++++ Source document

He replied, “A goat.”
My knees are weak because if you know my eldest, you know he’s got ZERO interest in owning a goat. 
“Did you hear your brother and I talking?” I’m naturally a suspicious person.
“No, mom.  I just don’t need anything this year.  I’d rather help other people.  Please don’t make me come up with a list.”
And I’m looking into amber eyes that sparkle because tears threaten to break free, and I know he’s dead serious.  And I know it was my boys’ lips that were moving, but it was Jesus who was bringing me Christmas tidings of TRUE JOY through them.
Somewhere along the way these two boys with shoulders getting broad and upper lips getting fuzzy have figured out that Christmas is more than an opportunity to get.
Somewhere along the way they have understood that their heart is an inn and they’ve made room for the heart of Jesus to be birthed in them.
And most of us Christian adults are still sending him out back to the stable.  After all, we’ve got Christmas dinner to cook, presents to wrap and cards to send out.  So, if he can wait ‘til after the new year, then we’ll have room and time.  Right?
And isn’t that a little ironic?  I mean how can we sing Joy to the World  and push the very God who brings joy aside until a later time?  If we wish people joy and peace, shouldn’t we invite the very guest who created those blessed states of being?
For unto us a Child is born,
(Is. 9:6)
The child was born unto us.  Right?
So His birthday is our responsibility, right?
So, tonight, I find myself sitting here asking Him this question:
“Jesus, what would you like for your birthday?”
For I was hungry and you gave me something to eat, I was thirsty and you gave me something to drink, I was a stranger and you invited me in, I needed clothes and you clothed me, I was sick and you looked after me, I was in prison and you came to visit me. Then the righteous will answer him, ‘Lord, when did we see you hungry and feed you, or thirsty and give you something to drink? When did we see you a stranger and invite you in, or needing clothes and clothe you.  When did we see you sick or in prison and go to visit you?’ The King will reply, ‘Truly I tell you, whatever you did for one of the least of these brothers and sisters of mine, you did for me.’ Matthew 25:35-40
It’s as though I hear Him saying,
for my birthday, I want
To feed the hungry.

To give the thirsty a drink.

To give the naked clothing.

To care for sick people.

To visit prisoners.
So, I start making my list.  I can do this, God.  I’ll give you a birthday bash even the angels will envy.  I’m on it!

And YOU. 


YOU too.  I want you.

++++++++
++++ Available data

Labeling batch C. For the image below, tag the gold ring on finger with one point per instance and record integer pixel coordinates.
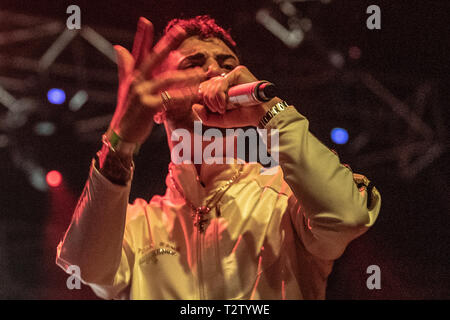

++++++++

Write out the stretch of the Christmas post from "To care for" through "I want you.", word for word.

To care for sick people.

To visit prisoners.
So, I start making my list.  I can do this, God.  I’ll give you a birthday bash even the angels will envy.  I’m on it!

And YOU. 


YOU too.  I want you.